The newest Otzi reconstruction in the South Tyrol Museum (image Kennis © South Tyrol Museum of Archaeology, Foto Ochsenreiter)

The newest Otzi reconstruction in the South Tyrol Museum (image Kennis © South Tyrol Museum of Archaeology, Foto Ochsenreiter)

Few artifacts are more compelling than the twisted body of Otzi, the 5300-year-old man removed from Alpine snow in 1991.  Archaeologically, Otzi is a unique snapshot of a life and a distinct moment, his assemblage revealing Copper Age materiality, his body telling the story of life in the Alps over five millennia ago, and his story illuminating a violent moment and a fascinating death story in which Otzi apparently met his end in a mountaintop murder.  Otzi has been the subject of over 20 years of scientific investigation, archaeological discussion, and popular curiosity, and he is now celebrated in liqueur, snow globes, and assorted trinkets as well as an Otzi Village outdoor museum and a museum in which Otzi’s preserved body stares back at the curious.  He has also been reconstructed continually for over 20 years, and that process underscores that facial and bodily reconstruction may invoke scientific accuracy but it is perhaps more about imagining human familiarities across the breadth of time.

____________________

Please write the next few sentences of the passage about Otzi and his reconstructions, picking up after its final sentence. The records have nothing to do with the Otzi passage.

Object point labels:

____________________

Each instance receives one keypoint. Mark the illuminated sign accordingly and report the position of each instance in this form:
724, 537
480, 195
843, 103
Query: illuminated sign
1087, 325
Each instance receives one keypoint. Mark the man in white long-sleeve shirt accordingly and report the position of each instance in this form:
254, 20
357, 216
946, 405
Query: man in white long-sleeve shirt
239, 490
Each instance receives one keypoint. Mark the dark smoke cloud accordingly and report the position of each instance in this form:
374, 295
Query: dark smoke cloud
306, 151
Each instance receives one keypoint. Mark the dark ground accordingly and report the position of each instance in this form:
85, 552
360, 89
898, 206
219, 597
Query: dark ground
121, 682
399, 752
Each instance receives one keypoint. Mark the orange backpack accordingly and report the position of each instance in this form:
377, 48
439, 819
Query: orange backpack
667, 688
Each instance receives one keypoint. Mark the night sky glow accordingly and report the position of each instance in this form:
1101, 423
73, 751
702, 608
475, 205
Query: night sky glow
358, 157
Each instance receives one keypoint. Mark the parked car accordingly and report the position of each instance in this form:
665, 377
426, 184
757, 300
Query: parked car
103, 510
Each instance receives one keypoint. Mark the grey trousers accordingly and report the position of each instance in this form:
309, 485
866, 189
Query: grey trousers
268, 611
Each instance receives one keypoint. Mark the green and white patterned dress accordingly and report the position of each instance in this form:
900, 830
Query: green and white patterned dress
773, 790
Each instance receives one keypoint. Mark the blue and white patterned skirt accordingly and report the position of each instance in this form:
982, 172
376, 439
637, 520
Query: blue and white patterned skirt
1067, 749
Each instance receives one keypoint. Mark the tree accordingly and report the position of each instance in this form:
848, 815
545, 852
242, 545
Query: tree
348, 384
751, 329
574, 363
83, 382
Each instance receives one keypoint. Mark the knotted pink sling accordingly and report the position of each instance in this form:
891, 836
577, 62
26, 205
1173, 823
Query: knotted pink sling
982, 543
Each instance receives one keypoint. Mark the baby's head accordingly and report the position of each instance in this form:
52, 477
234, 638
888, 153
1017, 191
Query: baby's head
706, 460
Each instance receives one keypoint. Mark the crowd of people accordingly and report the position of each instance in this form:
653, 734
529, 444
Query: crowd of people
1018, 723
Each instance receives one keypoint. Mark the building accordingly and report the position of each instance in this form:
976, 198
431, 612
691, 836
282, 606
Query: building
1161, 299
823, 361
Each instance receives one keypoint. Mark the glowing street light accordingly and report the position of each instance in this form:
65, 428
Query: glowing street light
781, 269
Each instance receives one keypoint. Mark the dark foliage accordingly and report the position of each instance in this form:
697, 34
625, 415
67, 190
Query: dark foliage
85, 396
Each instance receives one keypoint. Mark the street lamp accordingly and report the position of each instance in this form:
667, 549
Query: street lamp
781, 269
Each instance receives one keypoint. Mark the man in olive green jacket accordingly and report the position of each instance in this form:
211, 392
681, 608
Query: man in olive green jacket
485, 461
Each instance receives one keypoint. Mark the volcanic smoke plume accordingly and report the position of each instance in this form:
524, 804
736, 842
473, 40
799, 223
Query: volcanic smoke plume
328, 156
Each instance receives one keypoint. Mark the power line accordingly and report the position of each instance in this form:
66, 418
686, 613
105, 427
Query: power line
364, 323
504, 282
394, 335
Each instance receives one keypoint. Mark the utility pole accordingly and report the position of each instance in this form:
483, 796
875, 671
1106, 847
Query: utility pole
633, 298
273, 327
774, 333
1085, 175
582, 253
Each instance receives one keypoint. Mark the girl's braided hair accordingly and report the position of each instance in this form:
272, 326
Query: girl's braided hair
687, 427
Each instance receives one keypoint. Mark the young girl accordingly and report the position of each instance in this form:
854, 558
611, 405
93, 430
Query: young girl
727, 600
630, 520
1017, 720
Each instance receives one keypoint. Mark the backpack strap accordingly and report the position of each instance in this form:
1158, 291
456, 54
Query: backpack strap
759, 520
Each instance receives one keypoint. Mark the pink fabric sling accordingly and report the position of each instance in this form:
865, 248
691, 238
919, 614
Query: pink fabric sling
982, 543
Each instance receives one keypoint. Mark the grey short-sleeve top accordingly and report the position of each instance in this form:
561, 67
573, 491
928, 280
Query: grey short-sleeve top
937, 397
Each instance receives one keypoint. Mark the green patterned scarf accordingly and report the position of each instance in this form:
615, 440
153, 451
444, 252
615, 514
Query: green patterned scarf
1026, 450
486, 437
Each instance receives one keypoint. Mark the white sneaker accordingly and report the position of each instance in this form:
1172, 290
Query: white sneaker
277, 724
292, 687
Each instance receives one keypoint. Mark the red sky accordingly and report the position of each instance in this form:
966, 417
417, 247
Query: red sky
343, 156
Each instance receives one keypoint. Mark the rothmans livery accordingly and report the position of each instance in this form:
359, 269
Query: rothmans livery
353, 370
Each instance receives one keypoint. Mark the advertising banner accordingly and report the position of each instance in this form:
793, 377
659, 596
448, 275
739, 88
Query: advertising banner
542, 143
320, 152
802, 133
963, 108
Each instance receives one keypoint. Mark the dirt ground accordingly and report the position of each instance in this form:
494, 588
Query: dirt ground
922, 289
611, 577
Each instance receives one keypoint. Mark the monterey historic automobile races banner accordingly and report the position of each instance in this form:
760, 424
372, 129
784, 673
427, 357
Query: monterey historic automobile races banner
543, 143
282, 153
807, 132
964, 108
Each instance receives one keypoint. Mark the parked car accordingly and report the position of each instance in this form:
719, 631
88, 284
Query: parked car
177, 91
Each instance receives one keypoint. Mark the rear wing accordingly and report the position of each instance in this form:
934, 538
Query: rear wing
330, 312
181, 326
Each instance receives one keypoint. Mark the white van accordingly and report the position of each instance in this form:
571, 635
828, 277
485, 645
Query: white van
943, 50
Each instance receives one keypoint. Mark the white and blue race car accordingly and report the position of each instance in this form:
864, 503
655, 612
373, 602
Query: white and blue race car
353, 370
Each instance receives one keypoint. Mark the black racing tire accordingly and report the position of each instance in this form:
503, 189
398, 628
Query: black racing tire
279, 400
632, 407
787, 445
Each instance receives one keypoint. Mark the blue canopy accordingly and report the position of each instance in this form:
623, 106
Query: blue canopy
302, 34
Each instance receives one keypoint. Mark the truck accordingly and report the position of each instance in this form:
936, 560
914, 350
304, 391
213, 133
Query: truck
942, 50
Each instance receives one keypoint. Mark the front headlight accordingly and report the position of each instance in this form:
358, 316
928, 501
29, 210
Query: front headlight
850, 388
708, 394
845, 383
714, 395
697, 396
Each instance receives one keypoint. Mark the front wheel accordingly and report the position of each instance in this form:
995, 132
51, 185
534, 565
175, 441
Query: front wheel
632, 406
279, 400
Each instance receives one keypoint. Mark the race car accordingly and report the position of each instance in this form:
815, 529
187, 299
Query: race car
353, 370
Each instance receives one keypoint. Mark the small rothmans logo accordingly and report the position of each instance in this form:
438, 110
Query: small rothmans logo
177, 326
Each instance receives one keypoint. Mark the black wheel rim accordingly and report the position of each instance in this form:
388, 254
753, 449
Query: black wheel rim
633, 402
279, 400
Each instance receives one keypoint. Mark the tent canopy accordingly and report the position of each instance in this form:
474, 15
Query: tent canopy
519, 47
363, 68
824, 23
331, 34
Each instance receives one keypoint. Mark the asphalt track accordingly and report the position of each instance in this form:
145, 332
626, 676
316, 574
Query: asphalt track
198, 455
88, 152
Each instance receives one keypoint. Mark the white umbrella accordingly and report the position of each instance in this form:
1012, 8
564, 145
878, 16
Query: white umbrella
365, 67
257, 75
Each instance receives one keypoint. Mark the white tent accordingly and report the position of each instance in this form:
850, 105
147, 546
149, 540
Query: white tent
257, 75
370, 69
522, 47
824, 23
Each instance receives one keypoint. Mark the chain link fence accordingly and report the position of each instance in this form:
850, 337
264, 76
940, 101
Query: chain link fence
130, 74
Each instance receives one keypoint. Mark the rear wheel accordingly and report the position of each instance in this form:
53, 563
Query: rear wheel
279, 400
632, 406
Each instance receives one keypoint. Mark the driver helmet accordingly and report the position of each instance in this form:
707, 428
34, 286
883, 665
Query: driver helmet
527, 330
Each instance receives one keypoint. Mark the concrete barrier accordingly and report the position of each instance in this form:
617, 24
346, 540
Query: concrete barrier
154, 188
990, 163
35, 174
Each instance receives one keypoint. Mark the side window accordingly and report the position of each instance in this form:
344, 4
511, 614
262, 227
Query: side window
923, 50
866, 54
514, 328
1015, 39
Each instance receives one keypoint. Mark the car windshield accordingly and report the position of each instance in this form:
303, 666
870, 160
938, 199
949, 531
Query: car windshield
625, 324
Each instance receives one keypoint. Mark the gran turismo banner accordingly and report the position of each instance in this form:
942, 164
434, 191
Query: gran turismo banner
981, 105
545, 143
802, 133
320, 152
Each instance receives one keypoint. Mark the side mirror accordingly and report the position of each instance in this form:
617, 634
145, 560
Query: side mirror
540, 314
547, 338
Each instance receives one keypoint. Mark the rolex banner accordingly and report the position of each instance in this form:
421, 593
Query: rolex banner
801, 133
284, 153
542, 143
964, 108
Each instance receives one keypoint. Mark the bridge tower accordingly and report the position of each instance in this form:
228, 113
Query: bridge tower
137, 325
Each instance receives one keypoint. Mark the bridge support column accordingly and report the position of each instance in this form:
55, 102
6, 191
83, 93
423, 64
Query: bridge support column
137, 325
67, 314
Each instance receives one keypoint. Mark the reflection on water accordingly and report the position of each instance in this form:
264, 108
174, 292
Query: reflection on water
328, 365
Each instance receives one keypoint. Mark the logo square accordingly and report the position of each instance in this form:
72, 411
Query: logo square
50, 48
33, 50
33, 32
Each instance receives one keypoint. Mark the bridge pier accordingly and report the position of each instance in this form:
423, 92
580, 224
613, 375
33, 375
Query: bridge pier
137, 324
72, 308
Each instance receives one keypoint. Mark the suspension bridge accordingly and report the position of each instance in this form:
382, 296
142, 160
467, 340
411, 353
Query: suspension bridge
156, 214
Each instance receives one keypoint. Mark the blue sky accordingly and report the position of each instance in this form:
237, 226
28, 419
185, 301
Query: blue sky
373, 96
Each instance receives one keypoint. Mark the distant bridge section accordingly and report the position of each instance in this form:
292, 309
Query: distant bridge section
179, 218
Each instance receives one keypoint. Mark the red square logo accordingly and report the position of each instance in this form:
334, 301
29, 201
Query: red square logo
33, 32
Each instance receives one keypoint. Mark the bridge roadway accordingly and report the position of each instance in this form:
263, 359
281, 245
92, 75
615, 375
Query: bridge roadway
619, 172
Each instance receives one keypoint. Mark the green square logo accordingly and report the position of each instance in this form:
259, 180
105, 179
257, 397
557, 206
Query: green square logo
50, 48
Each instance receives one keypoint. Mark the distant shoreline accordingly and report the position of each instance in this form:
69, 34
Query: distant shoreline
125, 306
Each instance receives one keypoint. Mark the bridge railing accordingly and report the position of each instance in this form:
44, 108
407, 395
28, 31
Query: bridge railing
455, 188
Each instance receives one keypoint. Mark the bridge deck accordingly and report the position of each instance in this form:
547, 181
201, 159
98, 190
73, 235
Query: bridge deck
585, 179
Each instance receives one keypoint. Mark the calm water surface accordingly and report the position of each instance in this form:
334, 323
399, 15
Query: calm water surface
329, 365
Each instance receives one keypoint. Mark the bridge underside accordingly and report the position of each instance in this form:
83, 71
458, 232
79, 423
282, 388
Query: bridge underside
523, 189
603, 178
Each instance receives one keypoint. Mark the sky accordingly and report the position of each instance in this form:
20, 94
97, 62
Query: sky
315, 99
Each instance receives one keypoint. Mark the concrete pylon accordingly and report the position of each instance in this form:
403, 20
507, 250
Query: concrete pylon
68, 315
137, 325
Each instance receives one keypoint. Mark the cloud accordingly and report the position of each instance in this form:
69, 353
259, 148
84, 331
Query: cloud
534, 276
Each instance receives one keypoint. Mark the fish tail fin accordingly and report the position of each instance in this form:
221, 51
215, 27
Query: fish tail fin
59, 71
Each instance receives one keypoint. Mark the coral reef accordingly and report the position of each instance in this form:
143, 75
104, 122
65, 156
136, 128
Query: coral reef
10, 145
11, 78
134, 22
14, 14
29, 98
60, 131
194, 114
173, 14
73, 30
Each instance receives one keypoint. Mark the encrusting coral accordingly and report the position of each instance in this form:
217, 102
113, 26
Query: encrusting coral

____________________

→ **OUTPUT BELOW**
Otzi’s five thousand years in the ice preserved him exceptionally well.  Nevertheless, much like many other archaeologically recovered human forms such as unwrapped mummies, bog bodies, or skeletal remains, Otzi’s discolored and misshapen remains bear the unmistakable traces of human form—limbs, facial aesthetics, fingernails, toes—even as his distorted body aesthetically distances him from the present.  Otzi is somewhat uncomfortably like us even as his millennia-old body betrays its distance from us in the present.

Otzi's body when he was recovered in 1991.

Otzi’s body when he was recovered in 1991.

One way we can imagine Otzi’s story is through the series of facial and bodily reconstructions done over more than 20 years.  Such reconstructions have become a staple of popular archaeological narratives:  the unveiling of an anonymous teen cannibalized at Jamestown, Virginia featured a facial reconstruction; Richard III’s remains were shared in Leicester in February alongside a forensic approximation; the purported face of Alexander the Great’s father Philip II has been reconstructed with a disfiguring eye injury; and scans of French King Henri IV’s skull—removed from his grave in 1793 before being identified two years ago–were used to produce a facial reconstruction of Henri, who died in 1610.

One of the earlier facial reconstructions of Otzi.

One of the earlier facial reconstructions of Otzi.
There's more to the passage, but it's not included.